Un tel outil a pour effet de mobiliser le personnel et de favoriser un environnement de travail basé sur le respect, la civilité et le bon fonctionnement des équipes. De surcroît, les éléments nécessaires au respect de leurs obligations légales en matière de harcèlement et à la sauvegarde de leur réputation y sont prévus.
Des exigences légales
Rappelons que de nouvelles dispositions apportées à la Loi visant à prévenir et à combattre le harcèlement psychologique et la violence à caractère sexuel en milieu de travail sont entrées en vigueur le 27 septembre 2024. Depuis, tout employeur est tenu de se doter d’une politique de prévention et de prise en charge des situations de harcèlement psychologique.

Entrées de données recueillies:
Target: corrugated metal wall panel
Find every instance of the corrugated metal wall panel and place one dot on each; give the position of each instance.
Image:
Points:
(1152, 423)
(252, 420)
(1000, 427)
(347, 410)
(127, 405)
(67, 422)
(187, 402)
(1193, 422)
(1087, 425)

▶ [CONSIGNES]:
a) D'après l'extrait sur le harcèlement en milieu de travail, à quelle date les nouvelles dispositions de la loi sont-elles entrées en vigueur ?
b) Décale de 8 chaque nombre des coordonnées de points dans les lignes de données. Recopie toutes ces lignes, consignes comprises.
Les lignes de données n'ont aucun lien avec l'extrait.

▶ [RÉPONSES]:
a) Le 27 septembre 2024.

b)
Target: corrugated metal wall panel
Find every instance of the corrugated metal wall panel and place one dot on each; give the position of each instance.
Image:
Points:
(1160, 431)
(260, 428)
(1008, 435)
(355, 418)
(135, 413)
(75, 430)
(195, 410)
(1201, 430)
(1095, 433)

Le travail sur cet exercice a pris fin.